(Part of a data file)
----
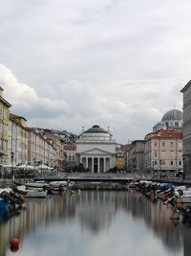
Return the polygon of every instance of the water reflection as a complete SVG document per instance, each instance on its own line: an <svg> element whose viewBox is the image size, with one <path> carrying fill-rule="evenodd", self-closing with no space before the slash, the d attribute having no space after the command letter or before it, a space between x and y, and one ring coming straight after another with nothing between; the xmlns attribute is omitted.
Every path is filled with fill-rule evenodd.
<svg viewBox="0 0 191 256"><path fill-rule="evenodd" d="M75 241L77 240L74 238L75 233L76 236L79 234L78 229L80 227L80 232L81 234L84 232L83 234L86 235L89 245L91 244L90 234L95 239L106 234L104 239L109 239L112 232L116 232L117 239L120 236L127 236L129 241L132 238L138 240L136 242L132 239L131 243L137 244L139 247L141 241L148 237L153 250L155 250L155 246L158 248L161 243L163 247L160 253L163 255L175 255L175 252L176 255L183 255L182 249L184 248L184 256L187 256L188 252L191 252L190 247L186 245L189 244L191 228L184 228L181 223L172 222L170 221L171 215L172 210L163 206L160 201L154 203L144 198L140 200L139 195L135 192L87 191L80 195L55 195L45 199L29 199L26 210L8 222L0 224L0 255L11 255L9 249L9 241L11 237L18 237L21 240L20 252L14 254L24 255L19 254L22 253L22 245L25 245L22 243L28 243L29 237L34 232L44 230L48 236L50 226L52 233L55 233L61 226L62 230L68 226L76 230L74 234L73 233ZM55 226L53 223L56 223ZM69 232L65 234L65 238L67 234ZM49 237L46 239L48 241ZM121 237L121 241L118 243L122 243L122 239ZM105 243L107 242L105 241ZM126 242L124 241L124 243ZM87 246L85 241L83 244L84 246ZM145 246L146 244L142 245ZM125 247L126 252L130 246L129 244ZM107 254L107 252L105 253ZM74 254L68 253L68 255ZM78 256L82 254L78 251ZM111 252L110 255L112 255ZM118 255L125 254L121 252ZM155 253L155 255L158 254Z"/></svg>

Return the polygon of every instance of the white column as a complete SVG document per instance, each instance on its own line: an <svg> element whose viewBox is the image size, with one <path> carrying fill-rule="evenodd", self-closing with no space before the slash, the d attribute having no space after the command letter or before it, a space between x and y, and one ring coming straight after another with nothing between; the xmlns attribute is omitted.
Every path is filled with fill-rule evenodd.
<svg viewBox="0 0 191 256"><path fill-rule="evenodd" d="M92 157L92 173L94 174L94 160L95 160L95 158L94 157Z"/></svg>
<svg viewBox="0 0 191 256"><path fill-rule="evenodd" d="M97 157L97 173L100 173L100 157Z"/></svg>
<svg viewBox="0 0 191 256"><path fill-rule="evenodd" d="M105 173L105 167L106 167L106 159L104 157L103 158L103 173Z"/></svg>

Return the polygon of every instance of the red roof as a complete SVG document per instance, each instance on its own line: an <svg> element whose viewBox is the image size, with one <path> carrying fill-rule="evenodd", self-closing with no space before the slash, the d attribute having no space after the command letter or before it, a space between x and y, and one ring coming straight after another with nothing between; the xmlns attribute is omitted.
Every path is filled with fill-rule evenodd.
<svg viewBox="0 0 191 256"><path fill-rule="evenodd" d="M159 129L147 134L149 138L182 138L182 131L177 129Z"/></svg>

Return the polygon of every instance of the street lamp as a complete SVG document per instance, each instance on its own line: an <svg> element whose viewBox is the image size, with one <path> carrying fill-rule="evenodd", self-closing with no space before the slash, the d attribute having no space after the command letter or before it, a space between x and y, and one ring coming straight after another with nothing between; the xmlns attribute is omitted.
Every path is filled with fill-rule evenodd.
<svg viewBox="0 0 191 256"><path fill-rule="evenodd" d="M159 168L160 168L160 175L159 175L159 177L161 178L161 159L159 160Z"/></svg>
<svg viewBox="0 0 191 256"><path fill-rule="evenodd" d="M13 170L13 159L14 159L14 152L11 152L11 181L14 180L14 170Z"/></svg>

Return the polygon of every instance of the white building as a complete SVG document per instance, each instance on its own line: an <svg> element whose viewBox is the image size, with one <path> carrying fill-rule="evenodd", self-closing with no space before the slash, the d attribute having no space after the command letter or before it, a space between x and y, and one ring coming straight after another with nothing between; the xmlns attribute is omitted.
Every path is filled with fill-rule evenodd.
<svg viewBox="0 0 191 256"><path fill-rule="evenodd" d="M179 129L182 130L183 114L179 109L167 111L161 121L154 126L153 130L159 129Z"/></svg>
<svg viewBox="0 0 191 256"><path fill-rule="evenodd" d="M191 81L180 90L183 93L183 172L191 178Z"/></svg>
<svg viewBox="0 0 191 256"><path fill-rule="evenodd" d="M105 173L116 166L116 140L109 131L93 126L76 141L76 163L91 173Z"/></svg>

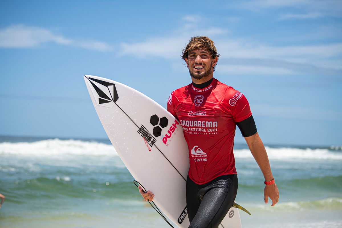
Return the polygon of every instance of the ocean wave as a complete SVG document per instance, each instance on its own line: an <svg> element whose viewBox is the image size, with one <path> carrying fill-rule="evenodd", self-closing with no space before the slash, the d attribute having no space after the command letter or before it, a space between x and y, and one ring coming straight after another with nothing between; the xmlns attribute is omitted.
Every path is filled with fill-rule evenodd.
<svg viewBox="0 0 342 228"><path fill-rule="evenodd" d="M342 209L342 199L331 197L322 200L312 201L300 201L297 202L279 203L275 207L269 205L259 205L259 209L275 211L276 210L304 211L307 210L340 210Z"/></svg>
<svg viewBox="0 0 342 228"><path fill-rule="evenodd" d="M272 148L267 146L265 148L270 159L342 160L342 153L332 151L328 149ZM237 158L253 158L248 149L234 150L234 154ZM96 142L62 140L58 138L31 143L1 143L1 154L34 156L75 155L111 156L118 155L111 145Z"/></svg>
<svg viewBox="0 0 342 228"><path fill-rule="evenodd" d="M0 143L1 154L30 156L118 155L111 145L94 142L73 139L62 140L58 138L32 143Z"/></svg>
<svg viewBox="0 0 342 228"><path fill-rule="evenodd" d="M342 153L333 152L328 149L307 148L272 148L265 147L268 158L273 160L298 159L342 160ZM253 158L249 150L241 149L234 150L234 155L237 158Z"/></svg>

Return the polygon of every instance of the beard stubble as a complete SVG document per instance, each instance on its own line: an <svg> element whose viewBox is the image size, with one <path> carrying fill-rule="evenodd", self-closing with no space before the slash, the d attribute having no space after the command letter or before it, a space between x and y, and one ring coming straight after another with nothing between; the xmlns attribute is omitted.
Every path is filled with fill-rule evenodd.
<svg viewBox="0 0 342 228"><path fill-rule="evenodd" d="M196 80L200 80L202 78L206 78L207 77L209 76L209 75L212 72L212 67L211 67L209 70L208 70L206 71L205 71L203 73L201 74L195 74L193 72L192 72L190 71L190 68L189 68L189 73L190 74L190 76L191 76L192 78L196 79Z"/></svg>

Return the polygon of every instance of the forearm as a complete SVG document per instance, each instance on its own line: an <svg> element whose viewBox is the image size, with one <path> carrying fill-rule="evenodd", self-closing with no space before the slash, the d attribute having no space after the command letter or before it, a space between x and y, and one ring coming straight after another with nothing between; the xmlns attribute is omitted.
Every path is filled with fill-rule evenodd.
<svg viewBox="0 0 342 228"><path fill-rule="evenodd" d="M261 141L259 135L257 133L252 136L246 137L245 138L252 155L264 175L265 180L268 182L273 179L273 176L272 174L268 161L268 157L267 156L267 153L265 149L264 144Z"/></svg>

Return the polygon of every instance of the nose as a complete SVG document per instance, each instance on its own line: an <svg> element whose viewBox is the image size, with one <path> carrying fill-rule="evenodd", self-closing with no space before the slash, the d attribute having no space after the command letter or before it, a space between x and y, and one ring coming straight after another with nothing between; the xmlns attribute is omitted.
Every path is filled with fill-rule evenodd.
<svg viewBox="0 0 342 228"><path fill-rule="evenodd" d="M199 57L199 55L198 55L197 57L196 57L196 59L195 59L195 64L197 63L202 63L202 58Z"/></svg>

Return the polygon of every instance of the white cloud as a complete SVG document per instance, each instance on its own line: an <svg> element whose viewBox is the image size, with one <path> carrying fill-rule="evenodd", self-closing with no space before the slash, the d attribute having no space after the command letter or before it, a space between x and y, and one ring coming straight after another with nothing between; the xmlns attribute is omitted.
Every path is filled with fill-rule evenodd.
<svg viewBox="0 0 342 228"><path fill-rule="evenodd" d="M0 30L0 47L30 48L47 42L68 45L72 42L61 36L36 27L25 27L23 25L14 25Z"/></svg>
<svg viewBox="0 0 342 228"><path fill-rule="evenodd" d="M174 31L173 33L174 35L169 37L156 37L135 43L122 43L119 54L132 55L140 57L154 56L174 59L180 57L182 49L186 45L192 37L201 35L210 37L227 32L226 30L218 28L200 29L197 29L194 25L186 24L180 29Z"/></svg>
<svg viewBox="0 0 342 228"><path fill-rule="evenodd" d="M77 45L86 49L101 52L109 51L113 49L111 46L105 43L96 41L80 42Z"/></svg>
<svg viewBox="0 0 342 228"><path fill-rule="evenodd" d="M279 17L279 20L289 20L290 19L315 19L324 16L321 13L309 13L305 14L288 13L282 15Z"/></svg>
<svg viewBox="0 0 342 228"><path fill-rule="evenodd" d="M285 68L273 67L260 66L221 64L216 67L216 70L220 73L226 73L235 75L262 73L263 75L288 75L293 73L290 70Z"/></svg>
<svg viewBox="0 0 342 228"><path fill-rule="evenodd" d="M305 62L314 58L327 58L342 55L342 43L279 47L224 40L216 42L216 46L223 58L276 58Z"/></svg>
<svg viewBox="0 0 342 228"><path fill-rule="evenodd" d="M187 29L187 32L184 32L180 35L155 38L135 43L122 43L121 54L140 58L154 56L179 60L182 48L188 42L189 38L193 36L193 34L190 35L190 31ZM213 28L202 32L215 36L222 34L223 31ZM197 34L201 33L197 32ZM329 61L332 58L339 58L342 56L342 43L275 46L242 40L218 38L215 40L216 46L221 55L216 68L218 72L342 76L340 61Z"/></svg>
<svg viewBox="0 0 342 228"><path fill-rule="evenodd" d="M238 8L254 11L282 9L302 11L285 14L280 19L313 19L323 16L342 17L342 1L340 0L259 0L239 3Z"/></svg>
<svg viewBox="0 0 342 228"><path fill-rule="evenodd" d="M92 41L77 41L54 34L47 29L37 27L18 25L0 30L1 48L34 48L49 42L73 45L100 51L111 50L109 45L104 43Z"/></svg>
<svg viewBox="0 0 342 228"><path fill-rule="evenodd" d="M183 17L183 20L190 22L195 22L200 18L197 16L188 15Z"/></svg>
<svg viewBox="0 0 342 228"><path fill-rule="evenodd" d="M305 120L338 120L342 117L342 112L319 108L306 108L294 105L250 104L253 115Z"/></svg>

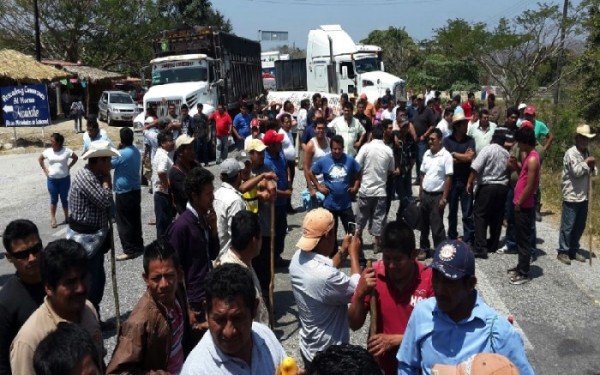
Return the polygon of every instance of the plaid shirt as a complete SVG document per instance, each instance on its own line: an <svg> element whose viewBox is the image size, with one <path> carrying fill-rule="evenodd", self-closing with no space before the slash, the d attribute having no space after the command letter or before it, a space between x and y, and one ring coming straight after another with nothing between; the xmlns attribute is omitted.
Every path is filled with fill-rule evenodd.
<svg viewBox="0 0 600 375"><path fill-rule="evenodd" d="M108 224L112 190L102 187L101 180L86 165L75 175L69 191L69 216L77 223L95 228Z"/></svg>

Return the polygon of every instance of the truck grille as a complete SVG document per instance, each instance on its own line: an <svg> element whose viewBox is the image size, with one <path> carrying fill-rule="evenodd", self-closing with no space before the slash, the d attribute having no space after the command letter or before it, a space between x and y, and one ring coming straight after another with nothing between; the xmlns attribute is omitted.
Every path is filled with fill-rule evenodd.
<svg viewBox="0 0 600 375"><path fill-rule="evenodd" d="M169 113L169 105L175 104L175 112L179 115L181 111L181 99L167 99L166 101L162 100L148 100L146 102L146 108L156 105L156 115L158 117L165 117Z"/></svg>

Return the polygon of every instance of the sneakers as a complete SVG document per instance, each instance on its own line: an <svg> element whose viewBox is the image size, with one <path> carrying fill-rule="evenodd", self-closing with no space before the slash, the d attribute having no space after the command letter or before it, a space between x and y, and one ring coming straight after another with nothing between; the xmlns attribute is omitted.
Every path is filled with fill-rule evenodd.
<svg viewBox="0 0 600 375"><path fill-rule="evenodd" d="M529 282L531 279L529 279L529 276L524 275L522 273L520 273L519 271L517 271L516 274L512 275L509 279L509 282L512 285L523 285L527 282Z"/></svg>
<svg viewBox="0 0 600 375"><path fill-rule="evenodd" d="M568 266L571 265L571 259L569 259L569 254L567 253L558 253L556 259L558 259L559 262L564 263Z"/></svg>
----
* THE REQUEST
Print from the line containing "Return the polygon of every instance of the sneakers" to the last line above, exactly as written.

* RESPONSE TO THE EXERCISE
Return the polygon of every instance of the sneakers as a complete SVG document per instance, each instance on its own line: an <svg> element whose viewBox is the image size, with one <path> carrying fill-rule="evenodd", self-closing with no space before the slash, the d attribute having no space after the command letter or before it, a space between x and y, and one ring coming straight after another with nothing between; the xmlns attribute is omitted.
Every path is filled with fill-rule evenodd.
<svg viewBox="0 0 600 375"><path fill-rule="evenodd" d="M529 282L531 279L529 279L529 276L524 275L522 273L520 273L519 271L517 271L516 274L512 275L509 279L509 282L512 285L523 285L527 282Z"/></svg>
<svg viewBox="0 0 600 375"><path fill-rule="evenodd" d="M568 266L571 265L571 259L569 259L569 254L567 253L558 253L556 259L558 259L559 262L564 263Z"/></svg>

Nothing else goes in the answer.